— start of SUPPLIED MATERIAL —

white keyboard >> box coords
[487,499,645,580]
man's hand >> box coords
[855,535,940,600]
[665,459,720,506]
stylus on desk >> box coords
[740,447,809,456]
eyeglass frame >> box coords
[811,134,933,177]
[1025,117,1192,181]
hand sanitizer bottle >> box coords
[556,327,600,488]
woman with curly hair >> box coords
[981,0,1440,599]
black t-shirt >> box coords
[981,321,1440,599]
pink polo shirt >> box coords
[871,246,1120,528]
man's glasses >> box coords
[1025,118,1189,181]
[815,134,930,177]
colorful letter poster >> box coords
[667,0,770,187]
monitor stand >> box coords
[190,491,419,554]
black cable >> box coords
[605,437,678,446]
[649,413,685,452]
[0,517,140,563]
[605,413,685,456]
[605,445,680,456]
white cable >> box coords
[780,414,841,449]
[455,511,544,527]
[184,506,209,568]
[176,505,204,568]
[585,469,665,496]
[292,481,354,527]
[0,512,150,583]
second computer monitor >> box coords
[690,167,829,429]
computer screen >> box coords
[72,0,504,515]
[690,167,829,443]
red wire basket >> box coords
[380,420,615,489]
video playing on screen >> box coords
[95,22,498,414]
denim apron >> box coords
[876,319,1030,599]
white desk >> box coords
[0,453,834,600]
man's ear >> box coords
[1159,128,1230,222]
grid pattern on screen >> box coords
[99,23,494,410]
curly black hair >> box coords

— end of SUPPLIED MATERIAL —
— start of SUPPLIED MATERIAL —

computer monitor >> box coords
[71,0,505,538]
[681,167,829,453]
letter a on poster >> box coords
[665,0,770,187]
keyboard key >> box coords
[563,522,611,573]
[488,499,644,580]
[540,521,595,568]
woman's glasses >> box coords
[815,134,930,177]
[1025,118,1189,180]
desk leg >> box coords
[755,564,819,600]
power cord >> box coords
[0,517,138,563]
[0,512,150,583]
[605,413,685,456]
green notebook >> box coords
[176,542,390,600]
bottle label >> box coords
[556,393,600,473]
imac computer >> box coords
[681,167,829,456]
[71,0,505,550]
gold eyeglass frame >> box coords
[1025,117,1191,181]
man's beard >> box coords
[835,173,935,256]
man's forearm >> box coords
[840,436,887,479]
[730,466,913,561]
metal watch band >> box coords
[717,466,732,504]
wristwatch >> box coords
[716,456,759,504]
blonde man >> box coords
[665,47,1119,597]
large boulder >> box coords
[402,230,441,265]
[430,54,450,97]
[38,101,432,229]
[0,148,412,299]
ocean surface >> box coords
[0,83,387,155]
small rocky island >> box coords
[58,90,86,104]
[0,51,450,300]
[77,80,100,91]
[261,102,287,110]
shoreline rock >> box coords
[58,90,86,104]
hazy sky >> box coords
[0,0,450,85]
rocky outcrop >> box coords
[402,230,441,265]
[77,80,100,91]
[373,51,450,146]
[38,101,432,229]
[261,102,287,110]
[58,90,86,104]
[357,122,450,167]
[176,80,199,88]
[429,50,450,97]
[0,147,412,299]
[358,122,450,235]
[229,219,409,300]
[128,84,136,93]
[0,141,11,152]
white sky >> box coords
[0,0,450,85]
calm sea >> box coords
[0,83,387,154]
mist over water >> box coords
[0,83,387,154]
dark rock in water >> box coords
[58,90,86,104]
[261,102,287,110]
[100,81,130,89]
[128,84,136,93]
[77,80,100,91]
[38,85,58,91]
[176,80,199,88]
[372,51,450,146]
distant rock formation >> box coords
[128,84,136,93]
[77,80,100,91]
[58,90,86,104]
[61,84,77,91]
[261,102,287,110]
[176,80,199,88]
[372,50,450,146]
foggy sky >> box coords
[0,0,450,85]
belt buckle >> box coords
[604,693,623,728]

— end of SUPPLIED MATERIAL —
— start of SUPPLIED MATERIAL —

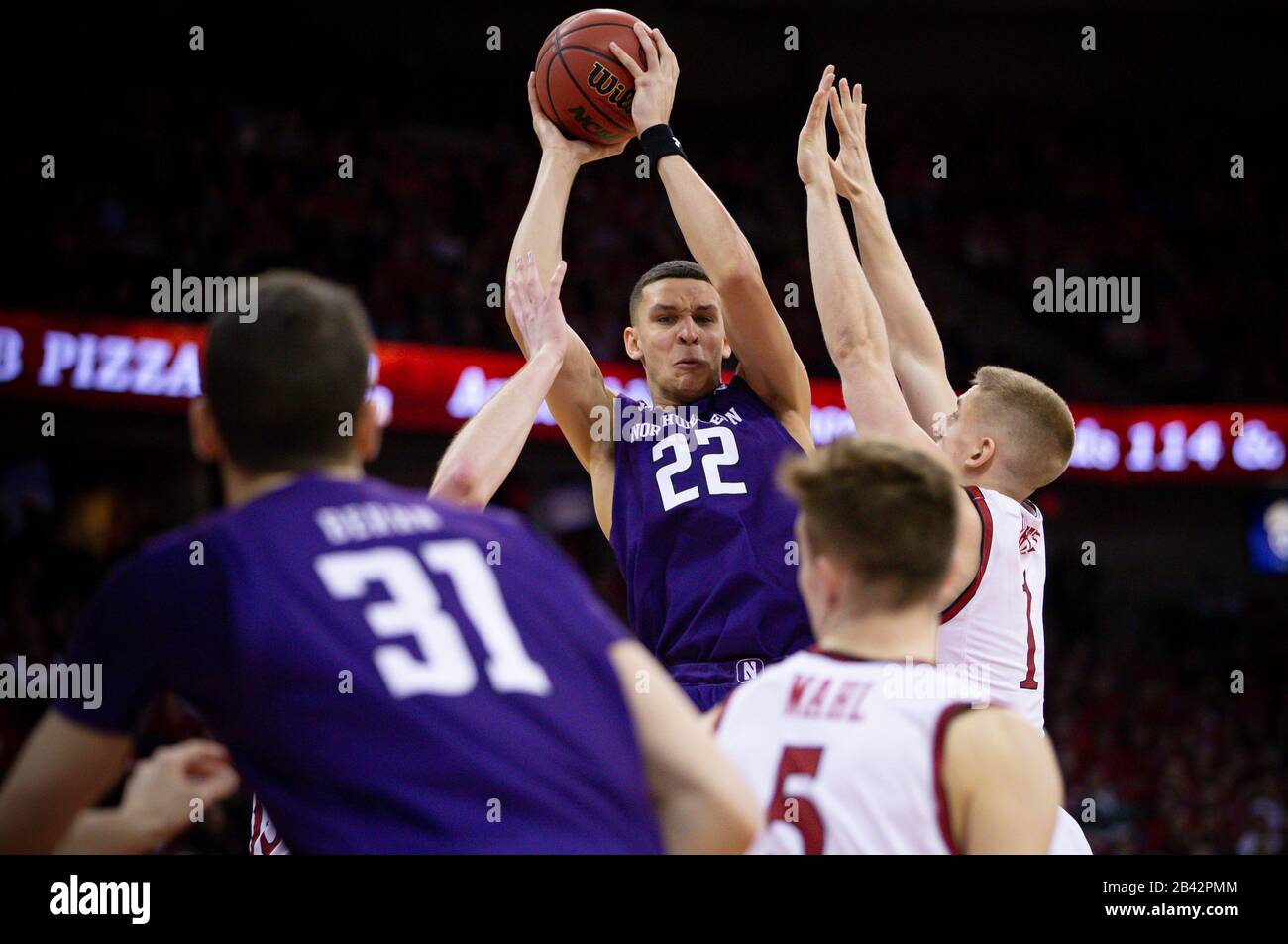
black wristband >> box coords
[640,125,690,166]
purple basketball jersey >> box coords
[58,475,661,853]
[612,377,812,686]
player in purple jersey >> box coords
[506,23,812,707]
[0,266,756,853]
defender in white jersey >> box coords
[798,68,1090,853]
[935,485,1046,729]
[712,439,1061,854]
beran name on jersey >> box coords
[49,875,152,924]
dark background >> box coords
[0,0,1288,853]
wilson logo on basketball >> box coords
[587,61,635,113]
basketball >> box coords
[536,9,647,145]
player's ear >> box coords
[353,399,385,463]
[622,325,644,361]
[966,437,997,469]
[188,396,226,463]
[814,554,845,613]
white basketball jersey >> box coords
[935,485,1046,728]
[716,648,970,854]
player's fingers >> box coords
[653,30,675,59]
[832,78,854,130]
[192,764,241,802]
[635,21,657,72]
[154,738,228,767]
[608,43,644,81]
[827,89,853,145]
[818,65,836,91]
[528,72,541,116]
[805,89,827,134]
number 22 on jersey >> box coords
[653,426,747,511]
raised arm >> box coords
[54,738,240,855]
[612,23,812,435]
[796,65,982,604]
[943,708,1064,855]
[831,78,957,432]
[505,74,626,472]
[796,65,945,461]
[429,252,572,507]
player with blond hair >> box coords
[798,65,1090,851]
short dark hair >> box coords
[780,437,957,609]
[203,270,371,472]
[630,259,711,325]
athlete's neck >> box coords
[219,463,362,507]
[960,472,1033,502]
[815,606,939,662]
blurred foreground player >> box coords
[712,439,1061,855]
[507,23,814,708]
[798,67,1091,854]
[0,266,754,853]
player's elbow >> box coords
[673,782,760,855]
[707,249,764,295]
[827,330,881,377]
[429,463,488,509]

— end of SUPPLIED MATERIAL —

**WHAT THE TASK ASKS:** Copy out the lines above without any change, starting at the line containing "white keyboard >> box coords" and ending at the line containing "curly black hair >> box coords", with both of those lines included.

**SOLUTION FOR THIS TASK:**
white keyboard >> box coords
[487,499,645,580]
man's hand >> box coords
[855,535,940,600]
[665,459,720,506]
stylus on desk >> box coords
[740,447,809,456]
eyeglass frame >> box coords
[811,134,933,177]
[1025,117,1192,181]
hand sanitizer bottle >> box coords
[556,327,600,488]
woman with curly hair >> box coords
[981,0,1440,599]
black t-shirt >> box coords
[981,321,1440,599]
pink polo shirt >> box coords
[871,246,1120,528]
man's glasses >> box coords
[1025,118,1189,181]
[815,134,930,177]
colorful letter poster >> box coords
[667,0,770,187]
monitor stand >> box coords
[190,491,419,554]
black cable >> box coords
[605,437,678,446]
[649,413,685,452]
[0,517,140,563]
[605,413,685,456]
[605,445,680,456]
white cable >> box coords
[780,414,841,449]
[455,511,544,527]
[184,506,209,568]
[176,505,204,568]
[585,469,665,496]
[292,481,354,527]
[0,512,150,583]
second computer monitor >> box coords
[690,167,829,429]
computer screen >> box coords
[72,0,504,515]
[690,167,829,443]
red wire basket >> box coords
[380,420,615,489]
video playing on screen >> box coords
[95,22,498,414]
denim apron >> box coords
[876,319,1030,599]
white desk >> box coords
[0,453,834,600]
man's ear >> box coords
[1159,128,1230,222]
grid pattern on screen >> box coords
[99,23,494,410]
curly black hair >> box coords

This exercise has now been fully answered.